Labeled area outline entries

=-=-=-=-=

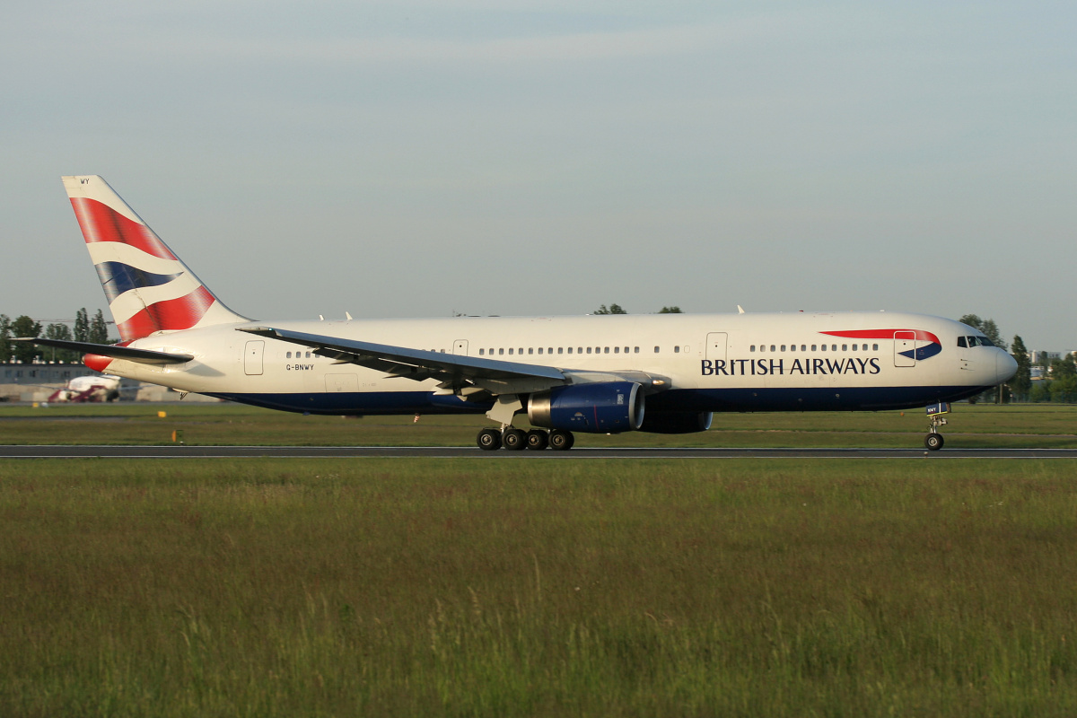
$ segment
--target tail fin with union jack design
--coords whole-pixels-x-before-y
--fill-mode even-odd
[[[65,177],[86,249],[123,341],[246,322],[195,277],[100,177]]]

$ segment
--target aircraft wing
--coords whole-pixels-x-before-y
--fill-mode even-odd
[[[405,377],[416,381],[437,379],[446,390],[474,386],[491,394],[505,394],[542,391],[571,382],[565,372],[541,364],[500,362],[269,326],[242,327],[239,330],[310,347],[319,356],[377,369],[391,377]]]
[[[12,338],[12,341],[26,341],[40,347],[56,347],[57,349],[70,349],[83,354],[98,354],[100,356],[111,356],[113,358],[125,358],[139,364],[183,364],[194,358],[191,354],[171,354],[169,352],[156,352],[149,349],[131,349],[130,347],[120,347],[116,344],[94,344],[88,341],[69,341],[67,339],[44,339],[41,337],[19,337]]]

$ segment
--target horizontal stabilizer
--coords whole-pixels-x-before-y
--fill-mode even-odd
[[[12,339],[12,341],[26,341],[39,347],[56,347],[57,349],[70,349],[83,354],[125,358],[128,362],[138,362],[139,364],[183,364],[194,358],[191,354],[170,354],[149,349],[131,349],[130,347],[117,347],[116,344],[94,344],[88,341],[68,341],[66,339],[24,337]]]

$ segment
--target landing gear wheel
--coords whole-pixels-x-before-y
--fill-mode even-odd
[[[509,451],[522,451],[528,447],[528,435],[519,428],[506,428],[501,433],[501,444]]]
[[[549,434],[541,428],[532,428],[528,432],[528,449],[542,451],[549,446]]]
[[[568,451],[575,442],[576,437],[572,435],[572,432],[562,432],[559,428],[555,428],[549,433],[549,448],[554,451]]]
[[[477,444],[484,451],[496,451],[501,448],[501,432],[495,428],[484,428],[478,433]]]

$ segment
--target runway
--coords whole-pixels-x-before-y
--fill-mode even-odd
[[[482,451],[477,447],[0,446],[0,459],[1077,459],[1077,449],[584,449]]]

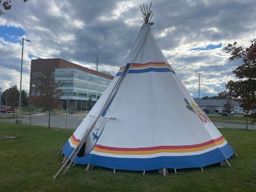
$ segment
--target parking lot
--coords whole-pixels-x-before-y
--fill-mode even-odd
[[[86,116],[87,113],[77,113],[73,115],[67,115],[65,112],[58,112],[51,115],[51,128],[58,128],[63,129],[72,129],[75,130],[78,125],[81,123],[83,119]],[[3,115],[1,114],[1,118],[0,121],[15,123],[16,119],[11,118],[12,114]],[[48,114],[47,113],[39,113],[33,114],[30,116],[29,115],[24,115],[22,119],[23,124],[30,125],[30,122],[32,125],[40,125],[48,127]],[[232,128],[237,129],[246,129],[246,124],[234,123],[228,122],[219,122],[218,121],[213,122],[218,128]],[[253,125],[248,125],[248,129],[255,129]]]
[[[77,113],[67,115],[64,112],[52,114],[51,115],[50,126],[51,128],[76,129],[86,115],[87,113]],[[0,121],[15,123],[16,119],[10,118],[12,116],[12,114],[5,115],[5,116],[2,115]],[[22,119],[22,123],[30,124],[30,115],[27,115],[23,117]],[[31,124],[34,125],[48,126],[48,114],[40,113],[32,115]]]

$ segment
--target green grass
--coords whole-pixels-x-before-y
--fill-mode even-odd
[[[75,166],[65,176],[52,177],[60,167],[57,153],[73,130],[0,123],[0,191],[255,191],[256,132],[221,129],[239,157],[231,167],[156,171],[117,171]],[[16,140],[5,136],[19,134]]]

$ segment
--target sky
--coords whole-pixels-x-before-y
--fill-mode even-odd
[[[150,1],[22,0],[0,16],[0,87],[29,91],[32,59],[60,58],[115,75],[143,24],[139,5]],[[156,40],[181,82],[198,97],[216,95],[235,77],[228,43],[248,46],[256,34],[255,0],[158,0],[152,3]]]

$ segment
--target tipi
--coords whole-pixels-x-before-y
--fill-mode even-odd
[[[150,10],[141,8],[145,23],[124,66],[62,147],[56,176],[73,163],[144,171],[230,165],[235,152],[163,55]]]

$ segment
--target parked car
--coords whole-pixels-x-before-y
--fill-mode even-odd
[[[229,115],[235,115],[235,112],[233,111],[231,111],[231,112],[229,112]]]
[[[209,114],[210,112],[210,111],[207,108],[205,108],[204,110],[202,110],[202,111],[205,111],[206,114]]]
[[[222,116],[229,116],[229,112],[222,112]]]

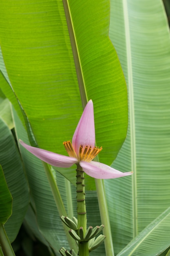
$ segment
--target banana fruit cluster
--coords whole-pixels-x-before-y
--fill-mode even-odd
[[[103,229],[104,227],[103,225],[96,226],[94,228],[90,226],[84,235],[83,227],[81,227],[79,229],[78,229],[77,220],[76,218],[73,217],[71,219],[68,217],[62,216],[60,218],[66,226],[71,229],[68,231],[69,233],[75,240],[78,242],[89,242],[89,252],[94,250],[99,246],[106,238],[106,236],[103,235],[99,235],[97,238],[95,238],[95,236]],[[71,251],[71,252],[69,252],[64,247],[60,250],[60,252],[62,256],[77,256],[73,250]]]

=-=-=-=-=

- Required work
Can you copy the material word for word, from its first line through the line that contains "[[[65,177],[86,249],[123,341],[246,322],[195,277],[100,177]]]", with both of those lines included? Leave the pictures out of your answer.

- Worked solution
$ segment
--target tail fin with union jack design
--coords whole-pixels-x-before-y
--fill-mode even-odd
[[[65,177],[86,249],[123,341],[246,322],[195,277],[100,177]]]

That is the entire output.